--- WHAT IS NEEDED ---
Say only how many lines in the entries below contain the word "Would".

--- RECORDS TO PROCESS ---
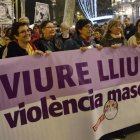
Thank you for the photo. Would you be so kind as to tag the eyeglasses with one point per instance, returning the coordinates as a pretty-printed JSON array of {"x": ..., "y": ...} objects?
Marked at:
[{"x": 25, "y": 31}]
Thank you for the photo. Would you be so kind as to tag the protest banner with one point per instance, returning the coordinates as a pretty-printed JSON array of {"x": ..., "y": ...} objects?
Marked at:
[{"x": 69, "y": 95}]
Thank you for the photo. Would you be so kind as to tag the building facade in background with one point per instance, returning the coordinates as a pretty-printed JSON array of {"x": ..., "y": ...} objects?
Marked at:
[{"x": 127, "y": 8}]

==

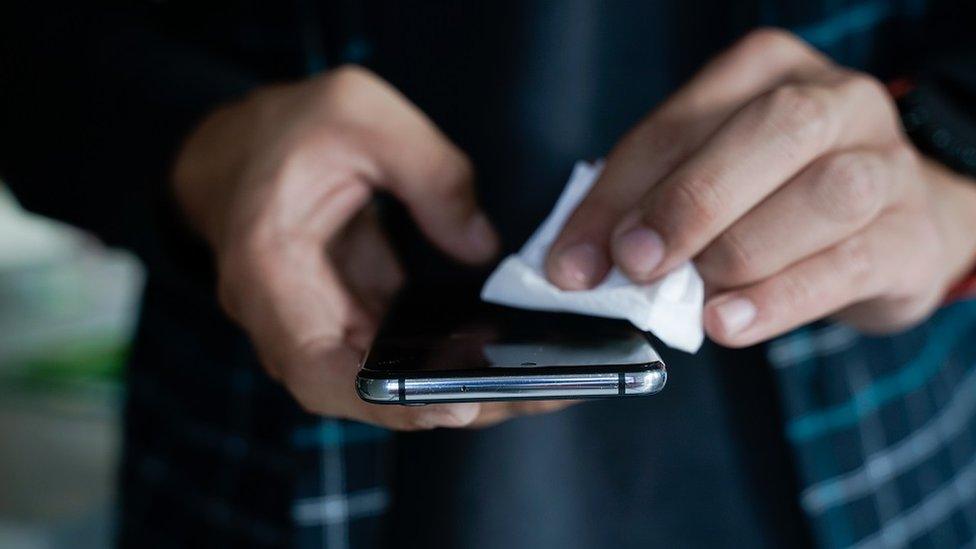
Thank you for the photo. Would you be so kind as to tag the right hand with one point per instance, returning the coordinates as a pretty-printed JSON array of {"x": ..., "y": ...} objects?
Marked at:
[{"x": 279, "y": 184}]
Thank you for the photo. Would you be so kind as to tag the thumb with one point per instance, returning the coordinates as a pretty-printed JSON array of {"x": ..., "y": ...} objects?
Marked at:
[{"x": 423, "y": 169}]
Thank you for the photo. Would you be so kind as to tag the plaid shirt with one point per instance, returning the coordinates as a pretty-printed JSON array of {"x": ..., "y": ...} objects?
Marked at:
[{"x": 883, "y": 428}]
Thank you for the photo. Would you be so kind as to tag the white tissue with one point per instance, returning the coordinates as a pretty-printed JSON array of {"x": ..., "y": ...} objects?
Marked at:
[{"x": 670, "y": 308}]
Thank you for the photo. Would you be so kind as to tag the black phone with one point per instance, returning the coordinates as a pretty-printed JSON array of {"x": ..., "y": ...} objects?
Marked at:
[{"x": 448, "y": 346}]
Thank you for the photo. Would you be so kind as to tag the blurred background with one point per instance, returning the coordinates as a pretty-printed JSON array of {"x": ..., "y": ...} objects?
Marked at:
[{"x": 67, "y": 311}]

--- SOLUTION TO THIS PROBLEM ---
9